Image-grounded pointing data
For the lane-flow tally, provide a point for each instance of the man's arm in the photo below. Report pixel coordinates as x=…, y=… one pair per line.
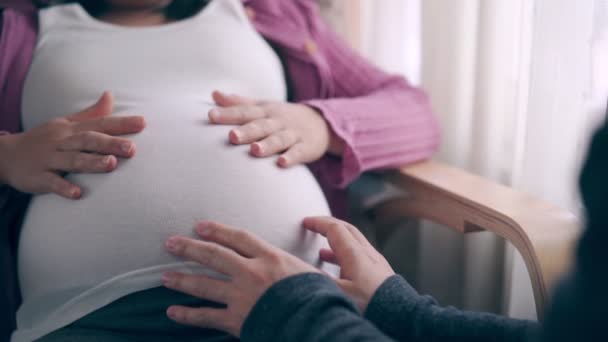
x=403, y=314
x=307, y=307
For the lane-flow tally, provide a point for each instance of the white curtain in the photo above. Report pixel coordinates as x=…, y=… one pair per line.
x=518, y=86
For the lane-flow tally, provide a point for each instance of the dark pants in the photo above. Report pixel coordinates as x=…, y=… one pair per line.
x=138, y=317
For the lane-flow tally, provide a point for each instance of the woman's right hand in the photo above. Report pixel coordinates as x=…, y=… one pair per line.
x=85, y=142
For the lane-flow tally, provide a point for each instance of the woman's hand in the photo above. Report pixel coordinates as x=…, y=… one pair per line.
x=251, y=264
x=362, y=268
x=34, y=161
x=297, y=132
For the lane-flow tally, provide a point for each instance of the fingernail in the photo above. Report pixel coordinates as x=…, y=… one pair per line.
x=214, y=114
x=127, y=147
x=257, y=148
x=168, y=279
x=173, y=244
x=172, y=312
x=282, y=161
x=236, y=135
x=202, y=229
x=74, y=193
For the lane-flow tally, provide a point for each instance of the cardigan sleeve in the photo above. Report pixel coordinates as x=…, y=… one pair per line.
x=306, y=308
x=383, y=120
x=403, y=314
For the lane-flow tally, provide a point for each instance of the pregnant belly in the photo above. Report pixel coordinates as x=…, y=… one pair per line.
x=184, y=171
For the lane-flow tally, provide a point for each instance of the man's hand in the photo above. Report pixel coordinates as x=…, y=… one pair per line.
x=362, y=268
x=251, y=264
x=85, y=142
x=298, y=133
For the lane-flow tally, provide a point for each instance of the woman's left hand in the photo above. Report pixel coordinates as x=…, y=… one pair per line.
x=252, y=265
x=298, y=133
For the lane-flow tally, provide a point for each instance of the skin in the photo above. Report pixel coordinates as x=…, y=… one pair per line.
x=84, y=142
x=297, y=133
x=252, y=266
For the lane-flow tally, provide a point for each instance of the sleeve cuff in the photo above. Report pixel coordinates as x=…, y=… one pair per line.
x=279, y=311
x=339, y=172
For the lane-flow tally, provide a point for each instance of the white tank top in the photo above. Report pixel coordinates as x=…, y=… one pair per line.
x=77, y=256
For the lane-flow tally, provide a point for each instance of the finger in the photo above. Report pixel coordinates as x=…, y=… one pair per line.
x=199, y=317
x=229, y=100
x=254, y=131
x=115, y=125
x=241, y=241
x=211, y=255
x=357, y=234
x=102, y=107
x=54, y=183
x=90, y=141
x=293, y=156
x=200, y=286
x=328, y=255
x=238, y=115
x=343, y=244
x=275, y=143
x=82, y=162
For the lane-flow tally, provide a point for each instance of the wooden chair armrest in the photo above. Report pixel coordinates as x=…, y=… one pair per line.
x=543, y=233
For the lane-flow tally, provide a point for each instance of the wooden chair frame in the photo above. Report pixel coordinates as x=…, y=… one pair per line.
x=543, y=233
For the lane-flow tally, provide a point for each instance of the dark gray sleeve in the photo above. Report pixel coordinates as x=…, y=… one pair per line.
x=307, y=307
x=401, y=313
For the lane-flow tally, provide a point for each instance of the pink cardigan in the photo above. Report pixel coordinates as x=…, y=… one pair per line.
x=384, y=121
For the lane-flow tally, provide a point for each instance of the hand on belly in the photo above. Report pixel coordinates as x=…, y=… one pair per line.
x=185, y=171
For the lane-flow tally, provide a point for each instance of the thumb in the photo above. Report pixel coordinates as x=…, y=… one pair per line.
x=103, y=107
x=225, y=100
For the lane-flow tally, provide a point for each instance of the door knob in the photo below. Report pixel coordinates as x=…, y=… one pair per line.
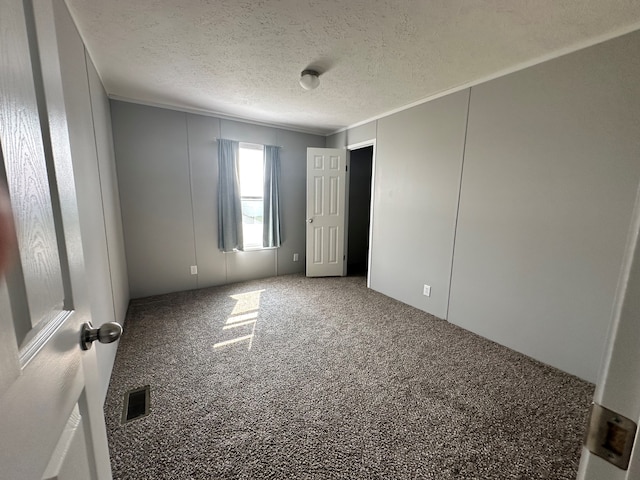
x=107, y=333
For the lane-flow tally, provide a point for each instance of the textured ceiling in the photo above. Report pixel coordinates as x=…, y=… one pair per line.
x=243, y=58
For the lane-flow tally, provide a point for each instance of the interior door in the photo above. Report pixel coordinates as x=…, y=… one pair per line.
x=618, y=387
x=326, y=211
x=51, y=420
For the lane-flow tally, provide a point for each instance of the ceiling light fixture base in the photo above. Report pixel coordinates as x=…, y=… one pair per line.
x=309, y=79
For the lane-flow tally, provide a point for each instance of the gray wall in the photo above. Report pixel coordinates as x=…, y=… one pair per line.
x=417, y=176
x=89, y=127
x=352, y=136
x=551, y=169
x=167, y=173
x=550, y=172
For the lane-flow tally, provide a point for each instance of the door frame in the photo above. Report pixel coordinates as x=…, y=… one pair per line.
x=356, y=146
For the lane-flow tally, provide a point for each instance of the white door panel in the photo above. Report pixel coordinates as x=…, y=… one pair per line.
x=326, y=211
x=45, y=377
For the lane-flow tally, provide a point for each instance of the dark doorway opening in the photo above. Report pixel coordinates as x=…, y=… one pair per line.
x=360, y=176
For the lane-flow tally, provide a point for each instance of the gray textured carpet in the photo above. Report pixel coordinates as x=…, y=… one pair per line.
x=324, y=379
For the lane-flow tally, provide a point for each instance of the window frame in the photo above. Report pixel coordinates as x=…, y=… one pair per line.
x=259, y=147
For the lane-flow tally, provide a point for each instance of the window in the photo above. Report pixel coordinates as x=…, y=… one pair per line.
x=251, y=166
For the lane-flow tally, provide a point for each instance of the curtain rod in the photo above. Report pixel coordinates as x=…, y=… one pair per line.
x=215, y=139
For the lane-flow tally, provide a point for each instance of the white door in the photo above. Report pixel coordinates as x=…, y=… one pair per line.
x=326, y=211
x=51, y=420
x=618, y=387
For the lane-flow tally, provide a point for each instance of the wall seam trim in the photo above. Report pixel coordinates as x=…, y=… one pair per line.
x=455, y=227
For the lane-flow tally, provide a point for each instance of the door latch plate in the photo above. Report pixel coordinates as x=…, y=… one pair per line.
x=610, y=436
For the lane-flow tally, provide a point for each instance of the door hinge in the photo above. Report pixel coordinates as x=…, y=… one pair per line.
x=610, y=436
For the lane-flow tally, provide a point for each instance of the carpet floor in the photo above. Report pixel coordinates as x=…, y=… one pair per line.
x=302, y=378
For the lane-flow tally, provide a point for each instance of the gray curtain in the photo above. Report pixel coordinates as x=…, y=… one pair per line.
x=271, y=236
x=229, y=204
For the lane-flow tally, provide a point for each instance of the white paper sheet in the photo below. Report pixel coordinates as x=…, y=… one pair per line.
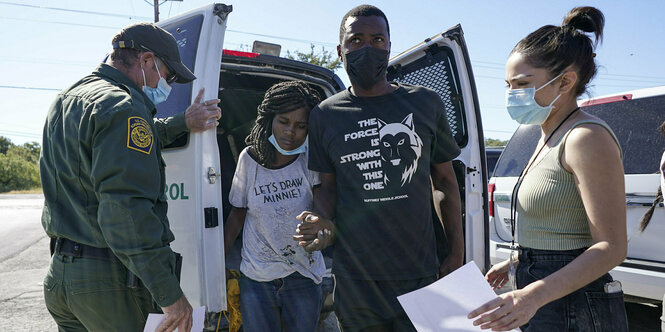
x=197, y=321
x=444, y=305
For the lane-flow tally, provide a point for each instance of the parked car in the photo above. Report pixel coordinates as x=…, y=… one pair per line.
x=200, y=166
x=634, y=117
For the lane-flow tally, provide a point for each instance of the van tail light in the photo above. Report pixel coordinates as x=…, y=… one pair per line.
x=490, y=191
x=240, y=53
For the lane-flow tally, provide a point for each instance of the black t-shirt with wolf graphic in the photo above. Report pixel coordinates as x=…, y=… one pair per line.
x=380, y=149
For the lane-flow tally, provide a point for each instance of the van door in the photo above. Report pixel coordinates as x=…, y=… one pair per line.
x=192, y=163
x=442, y=64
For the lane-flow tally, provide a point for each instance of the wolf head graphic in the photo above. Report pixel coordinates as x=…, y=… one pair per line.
x=400, y=148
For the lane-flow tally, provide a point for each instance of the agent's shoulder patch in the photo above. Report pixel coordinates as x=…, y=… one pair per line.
x=139, y=135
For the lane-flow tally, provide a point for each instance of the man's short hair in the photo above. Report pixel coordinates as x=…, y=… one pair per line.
x=362, y=10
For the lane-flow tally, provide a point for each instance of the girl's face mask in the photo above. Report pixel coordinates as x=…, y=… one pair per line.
x=524, y=109
x=161, y=92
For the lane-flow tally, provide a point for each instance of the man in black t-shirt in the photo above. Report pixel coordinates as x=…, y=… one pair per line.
x=380, y=148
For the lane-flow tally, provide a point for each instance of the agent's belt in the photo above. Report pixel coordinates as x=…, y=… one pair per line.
x=68, y=247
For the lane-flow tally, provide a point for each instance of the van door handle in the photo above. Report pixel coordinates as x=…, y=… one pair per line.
x=212, y=175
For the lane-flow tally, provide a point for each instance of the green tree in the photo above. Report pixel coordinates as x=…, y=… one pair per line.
x=19, y=165
x=17, y=173
x=324, y=58
x=493, y=142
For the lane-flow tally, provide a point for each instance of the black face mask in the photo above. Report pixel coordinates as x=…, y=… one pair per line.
x=366, y=66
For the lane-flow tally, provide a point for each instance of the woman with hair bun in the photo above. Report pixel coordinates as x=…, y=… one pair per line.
x=280, y=284
x=569, y=199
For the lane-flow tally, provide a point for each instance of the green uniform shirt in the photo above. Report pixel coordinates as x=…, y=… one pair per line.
x=103, y=175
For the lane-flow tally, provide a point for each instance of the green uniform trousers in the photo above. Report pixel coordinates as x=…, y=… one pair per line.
x=84, y=294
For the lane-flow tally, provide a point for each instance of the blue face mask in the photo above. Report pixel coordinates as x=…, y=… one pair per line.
x=161, y=92
x=301, y=149
x=524, y=109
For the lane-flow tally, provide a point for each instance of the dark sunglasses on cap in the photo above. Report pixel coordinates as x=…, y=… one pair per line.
x=172, y=74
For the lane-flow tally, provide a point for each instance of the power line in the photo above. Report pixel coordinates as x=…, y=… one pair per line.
x=49, y=61
x=118, y=28
x=74, y=10
x=61, y=23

§ **WHAT THIS TASK INVOLVES**
The lines to copy run from the one containing "the dark sunglasses" through the last line above. Copy them exactly and include nothing else.

§ **OUTPUT BELOW**
For the lane-flow tally, provide a point for each instance of the dark sunglasses on cap in the photo above. Report pixel coordinates as x=…, y=… one pair per line.
x=172, y=74
For the lane-flow tally, provide a point for each instance of the power line in the photo above. Report pixel coordinates as x=…, y=… one pair per line.
x=49, y=61
x=118, y=28
x=74, y=10
x=61, y=23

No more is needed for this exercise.